- Activity:
Return the lines below in which the string "tree" occurs.

_ _ _ _ _

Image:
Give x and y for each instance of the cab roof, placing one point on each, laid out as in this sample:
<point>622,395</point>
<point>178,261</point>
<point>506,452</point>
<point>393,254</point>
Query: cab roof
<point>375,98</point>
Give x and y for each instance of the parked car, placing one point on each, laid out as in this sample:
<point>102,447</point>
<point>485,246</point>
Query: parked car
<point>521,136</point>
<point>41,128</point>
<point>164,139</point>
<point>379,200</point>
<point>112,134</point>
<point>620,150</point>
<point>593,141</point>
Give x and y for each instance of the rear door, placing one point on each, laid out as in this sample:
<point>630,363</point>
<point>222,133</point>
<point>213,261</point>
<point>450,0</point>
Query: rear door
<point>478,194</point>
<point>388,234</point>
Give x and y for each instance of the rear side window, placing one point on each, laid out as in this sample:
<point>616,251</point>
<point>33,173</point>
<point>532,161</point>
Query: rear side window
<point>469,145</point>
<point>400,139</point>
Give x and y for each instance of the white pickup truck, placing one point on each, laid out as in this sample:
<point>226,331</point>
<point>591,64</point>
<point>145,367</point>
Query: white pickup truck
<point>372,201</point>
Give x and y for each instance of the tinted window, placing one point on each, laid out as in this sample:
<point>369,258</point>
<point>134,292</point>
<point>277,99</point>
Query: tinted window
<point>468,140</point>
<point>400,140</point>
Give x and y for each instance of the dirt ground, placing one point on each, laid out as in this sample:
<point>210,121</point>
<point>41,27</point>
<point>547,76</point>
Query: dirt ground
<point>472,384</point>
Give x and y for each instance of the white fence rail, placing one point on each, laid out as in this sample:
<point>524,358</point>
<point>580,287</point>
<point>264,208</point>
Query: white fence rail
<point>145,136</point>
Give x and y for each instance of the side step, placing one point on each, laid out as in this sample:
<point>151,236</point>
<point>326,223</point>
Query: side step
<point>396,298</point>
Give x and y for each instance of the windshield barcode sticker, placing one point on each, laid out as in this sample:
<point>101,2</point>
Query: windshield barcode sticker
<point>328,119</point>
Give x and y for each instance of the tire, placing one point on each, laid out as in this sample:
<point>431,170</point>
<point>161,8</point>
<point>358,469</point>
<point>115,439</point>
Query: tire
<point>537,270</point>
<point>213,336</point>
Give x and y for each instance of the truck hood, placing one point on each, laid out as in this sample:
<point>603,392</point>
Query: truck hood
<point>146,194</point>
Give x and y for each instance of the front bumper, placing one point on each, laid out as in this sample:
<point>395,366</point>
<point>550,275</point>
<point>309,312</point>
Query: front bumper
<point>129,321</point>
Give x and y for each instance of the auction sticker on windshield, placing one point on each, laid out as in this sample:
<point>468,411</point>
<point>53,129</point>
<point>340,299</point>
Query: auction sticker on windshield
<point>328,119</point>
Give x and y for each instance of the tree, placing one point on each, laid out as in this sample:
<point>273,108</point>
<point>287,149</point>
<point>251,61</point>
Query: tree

_ _ _ _ _

- Problem solution:
Give x and y for each instance of the tree, placing one point on each, laid out as in this sample:
Query: tree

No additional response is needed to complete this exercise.